═══ Data entries ═══
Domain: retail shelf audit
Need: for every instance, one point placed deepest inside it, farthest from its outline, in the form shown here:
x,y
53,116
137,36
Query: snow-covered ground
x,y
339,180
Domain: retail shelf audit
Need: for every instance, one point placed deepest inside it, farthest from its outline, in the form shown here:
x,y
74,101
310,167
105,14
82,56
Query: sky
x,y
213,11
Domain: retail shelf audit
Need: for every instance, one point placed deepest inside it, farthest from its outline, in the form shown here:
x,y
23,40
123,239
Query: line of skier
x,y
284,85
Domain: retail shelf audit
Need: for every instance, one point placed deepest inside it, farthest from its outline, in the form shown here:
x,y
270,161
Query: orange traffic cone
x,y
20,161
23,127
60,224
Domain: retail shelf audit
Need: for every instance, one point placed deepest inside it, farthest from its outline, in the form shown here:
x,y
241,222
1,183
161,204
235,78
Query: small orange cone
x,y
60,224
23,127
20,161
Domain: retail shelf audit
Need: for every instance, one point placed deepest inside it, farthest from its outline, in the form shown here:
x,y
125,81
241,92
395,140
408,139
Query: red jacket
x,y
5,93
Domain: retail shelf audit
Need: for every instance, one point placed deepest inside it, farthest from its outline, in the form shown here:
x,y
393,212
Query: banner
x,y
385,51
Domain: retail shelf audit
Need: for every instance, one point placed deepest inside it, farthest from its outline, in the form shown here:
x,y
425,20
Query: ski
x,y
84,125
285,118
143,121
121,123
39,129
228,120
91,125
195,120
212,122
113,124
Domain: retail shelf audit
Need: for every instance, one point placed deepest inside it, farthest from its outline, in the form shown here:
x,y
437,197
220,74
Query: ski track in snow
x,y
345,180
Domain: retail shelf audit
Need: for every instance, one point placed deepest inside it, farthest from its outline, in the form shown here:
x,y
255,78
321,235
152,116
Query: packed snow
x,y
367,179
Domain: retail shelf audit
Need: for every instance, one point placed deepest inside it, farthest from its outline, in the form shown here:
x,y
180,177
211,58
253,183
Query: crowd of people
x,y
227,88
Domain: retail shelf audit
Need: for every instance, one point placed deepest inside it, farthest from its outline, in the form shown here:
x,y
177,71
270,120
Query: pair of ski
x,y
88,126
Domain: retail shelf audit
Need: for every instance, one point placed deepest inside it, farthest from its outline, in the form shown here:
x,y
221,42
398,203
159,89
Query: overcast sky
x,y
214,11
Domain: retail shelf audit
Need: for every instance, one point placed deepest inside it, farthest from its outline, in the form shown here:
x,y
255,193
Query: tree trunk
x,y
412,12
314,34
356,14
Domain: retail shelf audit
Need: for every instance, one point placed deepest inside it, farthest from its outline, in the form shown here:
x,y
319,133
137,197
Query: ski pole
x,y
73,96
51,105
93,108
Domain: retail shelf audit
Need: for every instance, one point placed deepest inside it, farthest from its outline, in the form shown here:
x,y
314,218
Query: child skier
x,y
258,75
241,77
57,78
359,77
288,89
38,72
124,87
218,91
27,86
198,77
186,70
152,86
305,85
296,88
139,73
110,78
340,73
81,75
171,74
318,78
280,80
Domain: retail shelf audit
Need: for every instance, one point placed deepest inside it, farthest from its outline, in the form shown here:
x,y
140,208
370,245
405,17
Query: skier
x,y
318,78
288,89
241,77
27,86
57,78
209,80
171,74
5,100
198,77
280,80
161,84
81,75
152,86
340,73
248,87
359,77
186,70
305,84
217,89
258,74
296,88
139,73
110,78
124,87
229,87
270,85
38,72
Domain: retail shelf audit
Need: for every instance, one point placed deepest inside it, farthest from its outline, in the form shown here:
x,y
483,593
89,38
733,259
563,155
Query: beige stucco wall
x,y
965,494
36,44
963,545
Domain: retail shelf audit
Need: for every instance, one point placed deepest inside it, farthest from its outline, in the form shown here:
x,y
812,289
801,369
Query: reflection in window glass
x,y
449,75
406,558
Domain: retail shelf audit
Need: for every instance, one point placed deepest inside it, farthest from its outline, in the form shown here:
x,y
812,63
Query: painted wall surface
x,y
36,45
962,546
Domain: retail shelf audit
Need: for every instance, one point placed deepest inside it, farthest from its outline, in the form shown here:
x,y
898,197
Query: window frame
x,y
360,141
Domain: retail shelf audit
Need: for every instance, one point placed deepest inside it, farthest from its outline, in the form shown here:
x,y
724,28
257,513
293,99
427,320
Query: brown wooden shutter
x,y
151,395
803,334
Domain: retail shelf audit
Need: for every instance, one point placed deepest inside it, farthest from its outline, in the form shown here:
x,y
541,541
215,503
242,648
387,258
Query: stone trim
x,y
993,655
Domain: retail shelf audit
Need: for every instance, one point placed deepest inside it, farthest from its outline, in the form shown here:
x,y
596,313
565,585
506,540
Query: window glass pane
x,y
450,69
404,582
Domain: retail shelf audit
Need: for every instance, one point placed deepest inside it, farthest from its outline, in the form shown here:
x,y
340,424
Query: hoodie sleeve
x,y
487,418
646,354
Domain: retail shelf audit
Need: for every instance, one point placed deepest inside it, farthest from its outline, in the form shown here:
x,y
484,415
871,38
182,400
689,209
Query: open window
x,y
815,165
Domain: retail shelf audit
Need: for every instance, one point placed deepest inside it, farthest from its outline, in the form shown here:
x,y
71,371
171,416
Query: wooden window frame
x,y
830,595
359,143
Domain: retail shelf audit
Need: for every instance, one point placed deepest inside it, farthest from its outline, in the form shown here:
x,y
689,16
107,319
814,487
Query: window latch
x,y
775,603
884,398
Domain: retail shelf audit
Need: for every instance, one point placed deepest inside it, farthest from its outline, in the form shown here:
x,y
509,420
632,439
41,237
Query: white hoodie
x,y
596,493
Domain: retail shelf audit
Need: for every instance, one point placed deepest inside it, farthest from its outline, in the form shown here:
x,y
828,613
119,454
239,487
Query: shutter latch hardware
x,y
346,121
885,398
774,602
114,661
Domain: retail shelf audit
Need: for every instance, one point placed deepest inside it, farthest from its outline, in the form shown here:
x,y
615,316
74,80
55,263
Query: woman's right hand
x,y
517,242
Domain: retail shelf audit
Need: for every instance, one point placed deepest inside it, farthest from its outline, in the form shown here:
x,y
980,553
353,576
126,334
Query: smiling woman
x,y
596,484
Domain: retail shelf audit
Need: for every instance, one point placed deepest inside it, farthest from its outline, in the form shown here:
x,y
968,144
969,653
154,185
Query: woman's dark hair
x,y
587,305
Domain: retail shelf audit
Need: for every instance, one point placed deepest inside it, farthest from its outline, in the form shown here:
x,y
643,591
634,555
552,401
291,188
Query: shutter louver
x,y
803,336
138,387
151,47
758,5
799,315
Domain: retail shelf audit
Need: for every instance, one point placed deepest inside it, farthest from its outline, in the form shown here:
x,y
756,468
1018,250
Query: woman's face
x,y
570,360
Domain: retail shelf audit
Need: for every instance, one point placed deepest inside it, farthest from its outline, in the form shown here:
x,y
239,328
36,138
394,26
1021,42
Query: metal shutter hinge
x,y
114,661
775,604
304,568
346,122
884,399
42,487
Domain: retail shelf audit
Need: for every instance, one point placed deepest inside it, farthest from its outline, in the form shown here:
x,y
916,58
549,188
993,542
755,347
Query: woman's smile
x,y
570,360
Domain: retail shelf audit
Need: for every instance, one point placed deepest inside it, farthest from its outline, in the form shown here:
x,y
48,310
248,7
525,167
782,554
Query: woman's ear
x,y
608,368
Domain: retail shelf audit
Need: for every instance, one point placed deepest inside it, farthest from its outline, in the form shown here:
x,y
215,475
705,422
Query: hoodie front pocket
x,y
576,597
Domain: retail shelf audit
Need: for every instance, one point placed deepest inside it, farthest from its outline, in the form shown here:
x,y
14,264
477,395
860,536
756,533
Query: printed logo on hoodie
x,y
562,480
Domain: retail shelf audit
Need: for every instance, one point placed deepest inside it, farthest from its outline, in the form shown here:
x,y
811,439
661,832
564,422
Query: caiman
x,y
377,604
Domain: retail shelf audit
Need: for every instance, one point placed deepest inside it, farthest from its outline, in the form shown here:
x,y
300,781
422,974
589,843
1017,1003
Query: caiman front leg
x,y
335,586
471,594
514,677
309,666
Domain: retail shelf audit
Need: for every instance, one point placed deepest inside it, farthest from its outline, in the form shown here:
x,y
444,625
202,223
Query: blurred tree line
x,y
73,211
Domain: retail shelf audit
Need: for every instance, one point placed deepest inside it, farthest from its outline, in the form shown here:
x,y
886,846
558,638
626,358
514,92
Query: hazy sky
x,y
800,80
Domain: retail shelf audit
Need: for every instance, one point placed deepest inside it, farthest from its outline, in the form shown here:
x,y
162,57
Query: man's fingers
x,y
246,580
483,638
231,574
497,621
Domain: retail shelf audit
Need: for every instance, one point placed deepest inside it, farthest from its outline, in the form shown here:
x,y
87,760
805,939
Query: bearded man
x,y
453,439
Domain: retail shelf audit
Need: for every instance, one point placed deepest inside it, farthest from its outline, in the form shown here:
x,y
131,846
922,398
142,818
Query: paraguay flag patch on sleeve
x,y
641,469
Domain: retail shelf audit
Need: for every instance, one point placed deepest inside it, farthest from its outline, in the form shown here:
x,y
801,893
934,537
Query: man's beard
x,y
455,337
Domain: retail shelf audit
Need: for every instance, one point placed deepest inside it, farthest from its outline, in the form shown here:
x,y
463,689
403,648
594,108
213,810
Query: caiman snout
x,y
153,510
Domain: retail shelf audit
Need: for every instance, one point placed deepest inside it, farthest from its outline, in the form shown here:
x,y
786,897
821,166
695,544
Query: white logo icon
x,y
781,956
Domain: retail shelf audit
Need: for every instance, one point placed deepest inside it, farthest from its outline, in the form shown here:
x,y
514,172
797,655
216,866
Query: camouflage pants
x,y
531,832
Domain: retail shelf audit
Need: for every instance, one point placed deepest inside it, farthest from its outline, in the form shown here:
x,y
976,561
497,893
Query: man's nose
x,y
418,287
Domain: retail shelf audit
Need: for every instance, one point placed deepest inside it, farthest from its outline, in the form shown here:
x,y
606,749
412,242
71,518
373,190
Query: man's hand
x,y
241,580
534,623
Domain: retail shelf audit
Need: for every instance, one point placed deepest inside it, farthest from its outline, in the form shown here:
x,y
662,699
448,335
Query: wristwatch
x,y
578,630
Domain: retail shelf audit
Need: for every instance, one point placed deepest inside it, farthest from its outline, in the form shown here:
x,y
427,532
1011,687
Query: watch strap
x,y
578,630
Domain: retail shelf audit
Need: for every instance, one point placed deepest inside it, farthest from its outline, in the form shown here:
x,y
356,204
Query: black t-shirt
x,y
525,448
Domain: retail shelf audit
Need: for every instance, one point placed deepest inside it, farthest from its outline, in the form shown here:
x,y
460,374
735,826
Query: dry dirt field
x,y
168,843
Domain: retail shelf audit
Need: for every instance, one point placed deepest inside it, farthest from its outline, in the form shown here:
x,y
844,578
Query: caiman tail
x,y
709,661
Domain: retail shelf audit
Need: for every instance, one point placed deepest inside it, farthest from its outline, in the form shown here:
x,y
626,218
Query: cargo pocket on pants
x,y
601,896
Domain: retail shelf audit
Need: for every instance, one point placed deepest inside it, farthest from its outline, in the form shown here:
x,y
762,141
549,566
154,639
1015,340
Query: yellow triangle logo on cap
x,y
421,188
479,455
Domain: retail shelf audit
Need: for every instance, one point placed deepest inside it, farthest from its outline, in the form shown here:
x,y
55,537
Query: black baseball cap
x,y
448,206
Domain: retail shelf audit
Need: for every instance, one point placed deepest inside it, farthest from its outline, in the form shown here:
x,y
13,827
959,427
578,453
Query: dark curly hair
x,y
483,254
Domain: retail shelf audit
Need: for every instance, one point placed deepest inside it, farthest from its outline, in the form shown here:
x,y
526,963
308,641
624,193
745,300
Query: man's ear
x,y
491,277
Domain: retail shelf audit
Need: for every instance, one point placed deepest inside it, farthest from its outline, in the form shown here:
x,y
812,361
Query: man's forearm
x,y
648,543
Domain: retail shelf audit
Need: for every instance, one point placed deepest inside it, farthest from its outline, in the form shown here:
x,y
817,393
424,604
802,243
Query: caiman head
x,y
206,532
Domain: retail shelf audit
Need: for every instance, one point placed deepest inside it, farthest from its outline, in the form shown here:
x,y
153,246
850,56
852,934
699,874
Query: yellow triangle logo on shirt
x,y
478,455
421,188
═══
Directions for this task ::
Pull out every line of the entries above that contains the string "glass". Case counts.

Final result ::
Query: reflection in window glass
Query: window glass pane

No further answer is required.